TASK INSTRUCTIONS =
Repeat precisely the span of lines below that opens with the line containing "Query: baseball cap" and closes with the line containing "Reviewer check: every instance of the green grass", both included.

(Records from a data collection)
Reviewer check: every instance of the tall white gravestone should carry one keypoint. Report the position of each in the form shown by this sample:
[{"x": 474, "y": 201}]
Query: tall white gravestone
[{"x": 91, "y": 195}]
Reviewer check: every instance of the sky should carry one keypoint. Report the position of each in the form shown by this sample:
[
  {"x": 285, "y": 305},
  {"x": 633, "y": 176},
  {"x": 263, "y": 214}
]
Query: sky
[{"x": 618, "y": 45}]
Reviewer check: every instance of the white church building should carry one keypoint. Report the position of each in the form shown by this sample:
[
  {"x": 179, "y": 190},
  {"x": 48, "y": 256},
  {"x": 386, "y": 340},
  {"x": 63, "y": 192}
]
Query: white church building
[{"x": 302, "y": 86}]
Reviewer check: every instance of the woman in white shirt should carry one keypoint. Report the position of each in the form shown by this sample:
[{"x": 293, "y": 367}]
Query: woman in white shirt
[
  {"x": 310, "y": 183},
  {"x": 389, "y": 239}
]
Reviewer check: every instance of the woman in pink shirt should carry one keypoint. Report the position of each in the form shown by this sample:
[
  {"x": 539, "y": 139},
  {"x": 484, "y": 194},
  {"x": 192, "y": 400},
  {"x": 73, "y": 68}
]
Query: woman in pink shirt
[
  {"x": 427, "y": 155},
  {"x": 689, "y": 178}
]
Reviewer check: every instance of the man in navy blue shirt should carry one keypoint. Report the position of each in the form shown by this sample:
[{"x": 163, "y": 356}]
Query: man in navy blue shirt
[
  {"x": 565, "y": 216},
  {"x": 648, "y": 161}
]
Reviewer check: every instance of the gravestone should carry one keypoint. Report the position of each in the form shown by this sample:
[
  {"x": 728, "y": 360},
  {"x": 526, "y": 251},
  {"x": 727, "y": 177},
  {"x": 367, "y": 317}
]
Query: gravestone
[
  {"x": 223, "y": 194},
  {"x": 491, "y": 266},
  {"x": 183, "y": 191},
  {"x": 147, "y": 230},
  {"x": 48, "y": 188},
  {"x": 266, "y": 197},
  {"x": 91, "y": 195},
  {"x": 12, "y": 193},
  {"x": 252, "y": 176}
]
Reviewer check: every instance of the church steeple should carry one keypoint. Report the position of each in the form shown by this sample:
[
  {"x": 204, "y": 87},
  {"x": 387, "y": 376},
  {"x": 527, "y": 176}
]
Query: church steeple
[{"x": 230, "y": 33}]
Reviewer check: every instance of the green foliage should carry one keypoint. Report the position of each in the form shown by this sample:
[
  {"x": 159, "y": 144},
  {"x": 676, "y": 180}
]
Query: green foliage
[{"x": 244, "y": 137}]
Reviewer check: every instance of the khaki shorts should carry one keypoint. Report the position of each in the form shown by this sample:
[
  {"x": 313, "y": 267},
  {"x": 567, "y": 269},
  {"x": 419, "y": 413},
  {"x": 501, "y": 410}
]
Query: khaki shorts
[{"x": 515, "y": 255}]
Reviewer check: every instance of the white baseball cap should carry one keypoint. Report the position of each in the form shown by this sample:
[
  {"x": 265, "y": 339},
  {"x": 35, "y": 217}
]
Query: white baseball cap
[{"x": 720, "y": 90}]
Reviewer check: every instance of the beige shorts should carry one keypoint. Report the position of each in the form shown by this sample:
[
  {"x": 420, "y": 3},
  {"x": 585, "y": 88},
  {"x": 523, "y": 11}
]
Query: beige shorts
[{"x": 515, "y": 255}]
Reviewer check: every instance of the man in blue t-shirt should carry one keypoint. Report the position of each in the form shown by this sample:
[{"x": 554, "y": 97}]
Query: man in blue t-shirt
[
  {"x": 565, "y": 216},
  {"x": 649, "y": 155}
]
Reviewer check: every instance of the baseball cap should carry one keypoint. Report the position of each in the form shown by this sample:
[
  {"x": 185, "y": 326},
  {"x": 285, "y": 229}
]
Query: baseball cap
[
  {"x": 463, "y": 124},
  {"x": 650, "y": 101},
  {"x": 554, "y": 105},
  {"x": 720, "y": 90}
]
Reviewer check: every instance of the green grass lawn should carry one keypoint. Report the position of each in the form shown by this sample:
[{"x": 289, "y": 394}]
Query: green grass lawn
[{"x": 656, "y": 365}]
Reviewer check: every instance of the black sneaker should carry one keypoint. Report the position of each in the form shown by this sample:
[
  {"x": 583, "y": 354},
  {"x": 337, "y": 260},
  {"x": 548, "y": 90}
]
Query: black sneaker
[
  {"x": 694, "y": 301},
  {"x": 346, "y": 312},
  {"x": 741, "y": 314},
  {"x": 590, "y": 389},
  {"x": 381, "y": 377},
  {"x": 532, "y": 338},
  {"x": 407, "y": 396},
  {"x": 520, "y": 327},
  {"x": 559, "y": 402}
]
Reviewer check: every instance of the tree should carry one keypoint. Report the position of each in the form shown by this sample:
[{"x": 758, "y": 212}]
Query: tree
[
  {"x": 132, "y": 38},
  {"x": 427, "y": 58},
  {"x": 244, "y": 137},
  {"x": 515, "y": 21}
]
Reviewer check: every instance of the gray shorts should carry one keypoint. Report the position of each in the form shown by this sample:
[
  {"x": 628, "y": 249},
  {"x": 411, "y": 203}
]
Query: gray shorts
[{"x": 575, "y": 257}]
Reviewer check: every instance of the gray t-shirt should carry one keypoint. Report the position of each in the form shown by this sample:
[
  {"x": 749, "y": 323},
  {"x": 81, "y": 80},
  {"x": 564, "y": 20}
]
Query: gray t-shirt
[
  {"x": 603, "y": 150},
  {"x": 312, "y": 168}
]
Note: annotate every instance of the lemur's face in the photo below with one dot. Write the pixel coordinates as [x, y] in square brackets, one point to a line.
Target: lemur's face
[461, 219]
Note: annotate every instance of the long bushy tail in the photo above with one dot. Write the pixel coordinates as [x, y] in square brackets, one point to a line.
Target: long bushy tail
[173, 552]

ANSWER BOX =
Query: baseball cap
[
  {"x": 463, "y": 124},
  {"x": 650, "y": 101},
  {"x": 554, "y": 105},
  {"x": 720, "y": 90}
]
Reviewer check: every instance of the green grass lawn should carry one keypoint. Report the position of each in the form shown by this sample:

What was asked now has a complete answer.